What is needed: Copy out the records that follow with "instance" swapped for "occurrence" throughout, changing nothing else. Omit the pictures.

Material supplied:
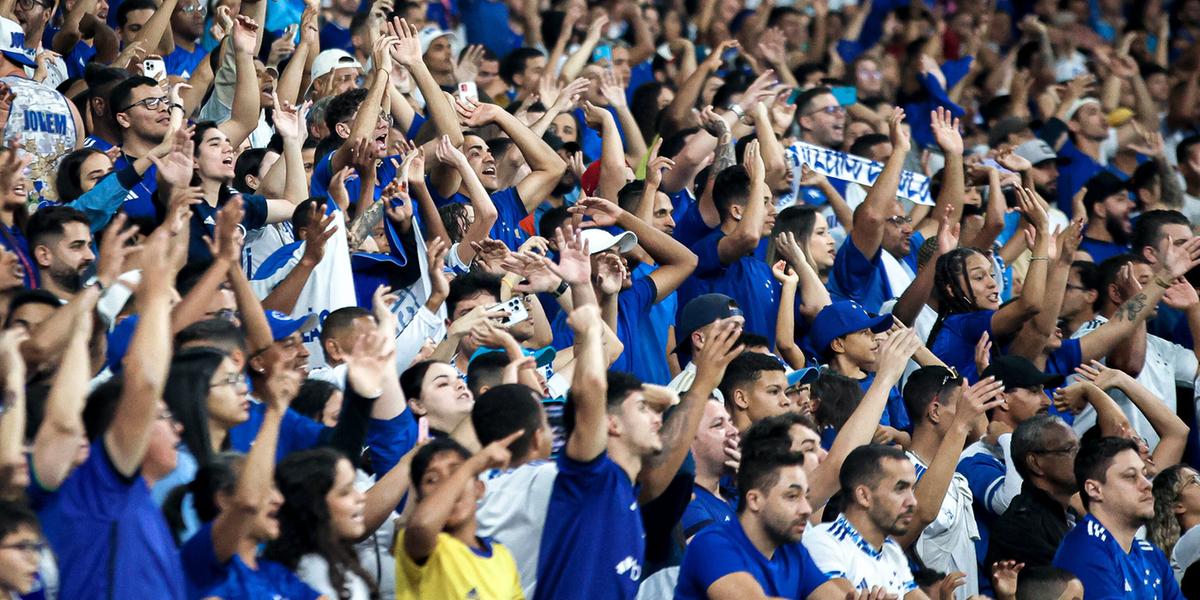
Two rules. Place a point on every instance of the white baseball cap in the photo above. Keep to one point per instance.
(429, 34)
(327, 61)
(600, 240)
(12, 43)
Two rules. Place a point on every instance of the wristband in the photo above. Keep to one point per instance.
(562, 289)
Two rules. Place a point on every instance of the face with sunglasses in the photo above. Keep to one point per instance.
(19, 555)
(823, 121)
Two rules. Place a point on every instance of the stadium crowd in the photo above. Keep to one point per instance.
(606, 299)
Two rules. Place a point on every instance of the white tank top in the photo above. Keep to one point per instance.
(43, 120)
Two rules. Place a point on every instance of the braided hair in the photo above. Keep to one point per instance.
(953, 293)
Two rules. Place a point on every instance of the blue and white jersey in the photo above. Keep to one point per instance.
(840, 551)
(43, 120)
(1108, 571)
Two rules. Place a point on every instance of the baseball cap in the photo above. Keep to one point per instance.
(803, 376)
(1019, 372)
(327, 61)
(701, 311)
(282, 327)
(119, 342)
(1005, 127)
(544, 355)
(1079, 103)
(600, 240)
(1103, 185)
(12, 43)
(844, 318)
(1036, 151)
(429, 34)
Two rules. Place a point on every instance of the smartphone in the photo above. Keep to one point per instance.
(603, 53)
(516, 310)
(846, 95)
(468, 93)
(154, 69)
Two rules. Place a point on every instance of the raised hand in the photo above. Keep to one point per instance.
(946, 131)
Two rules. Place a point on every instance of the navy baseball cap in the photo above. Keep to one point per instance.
(843, 318)
(701, 311)
(282, 327)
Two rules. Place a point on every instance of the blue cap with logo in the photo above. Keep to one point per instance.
(282, 327)
(843, 318)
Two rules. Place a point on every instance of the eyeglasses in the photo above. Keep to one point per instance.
(834, 111)
(1067, 450)
(29, 547)
(151, 103)
(233, 379)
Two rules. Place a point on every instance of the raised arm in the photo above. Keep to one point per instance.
(871, 216)
(931, 487)
(679, 427)
(57, 442)
(859, 427)
(546, 168)
(149, 357)
(1011, 317)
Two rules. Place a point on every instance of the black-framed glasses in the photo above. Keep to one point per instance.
(29, 547)
(834, 111)
(233, 379)
(28, 5)
(151, 103)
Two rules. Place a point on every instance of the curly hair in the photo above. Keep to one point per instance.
(951, 287)
(1164, 529)
(305, 479)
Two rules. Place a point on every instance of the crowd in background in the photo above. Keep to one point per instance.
(565, 299)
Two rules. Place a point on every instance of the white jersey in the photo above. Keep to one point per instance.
(514, 513)
(840, 551)
(43, 120)
(948, 543)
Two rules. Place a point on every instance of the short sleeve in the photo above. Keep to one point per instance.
(199, 558)
(708, 258)
(709, 557)
(811, 576)
(825, 553)
(256, 211)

Solution to this problem:
Two rules. Place a point on every occurrence of the white baseball cap in the photo above. Keep to one point per occurrence.
(429, 34)
(327, 61)
(600, 240)
(12, 43)
Two rules. Place a point on every occurrence of the wristband in the photo above. Keep to one point per occurrence.
(562, 289)
Two rules. Place a point on every occurrence of the face with sunglasses in the photo above. Keep to one point per occurrence.
(19, 555)
(823, 121)
Two rules. Place a point on every occurrence of the stadium crowd in the photo above. Keep to one point per occurrence.
(606, 299)
Two rules. Place a point on every occurrence of the white tank top in the photo above. Keep to one point per occurrence.
(43, 120)
Two rules. Place a point on every occurrence of the braided hair in the photo above. Keep to one point per occurrence.
(953, 293)
Two rules. Place a point on every occurrence of the blue and white jersey in the photo above. Keep to one point per occurrence.
(840, 551)
(43, 120)
(1108, 571)
Two rules. Place a point on every occurrence of the baseball cap in the photo above. Keep to one point per occurrence.
(803, 376)
(1019, 372)
(327, 61)
(701, 311)
(282, 327)
(119, 342)
(1005, 127)
(544, 355)
(1079, 103)
(600, 240)
(1103, 185)
(12, 43)
(844, 318)
(1036, 151)
(429, 34)
Two rules. Place a point on every occurrence of the smartphone in the photo above. Keep to one point per occurrence.
(603, 53)
(516, 310)
(846, 95)
(468, 93)
(154, 69)
Two rules. Place a point on every occurrence of the raised hand in the photo above. Keep to one point per occurrence.
(946, 131)
Two rules. Place a point on every occurrence of the navy baseball cap in the photo above. Keep to one point per occurrence.
(843, 318)
(701, 311)
(282, 327)
Two rules. Place a point on every occurrence of the blue cap with logo in the photo above. Keep to one point per occurrence.
(282, 327)
(843, 318)
Two rules. Place a point on every occurrence of the eyeglasses in the photo above. Keep to one point per occurrence.
(834, 111)
(1067, 450)
(29, 547)
(151, 103)
(233, 379)
Two rules. Place a point on every occurrence of the raised arm in the photo above. Keep to one point per occurrence.
(871, 216)
(931, 487)
(679, 427)
(57, 442)
(859, 427)
(546, 168)
(149, 357)
(1011, 317)
Two rules. Place a point on every occurrence of the black-framed glasses in the photo above. Keep to one point per occurrence.
(29, 547)
(834, 111)
(233, 379)
(28, 5)
(151, 103)
Two rules. Place a point on every occurrence of the curly hair in the photo above. Keep to one point per occurrence.
(951, 287)
(1164, 529)
(305, 479)
Two rules. Place a point on every occurrence of the crowd in background in the photo above. Keep to one point per occurrence.
(565, 299)
Two rules. Place a point on every occurrence of the white jersey in the photo above. Keep to one point per occurrence.
(514, 513)
(840, 551)
(43, 120)
(948, 543)
Two rules. Place a point on every occurrence of the short sleeve in the photo above. Keep to one point per occurrence.
(199, 558)
(708, 258)
(709, 557)
(811, 576)
(825, 553)
(256, 211)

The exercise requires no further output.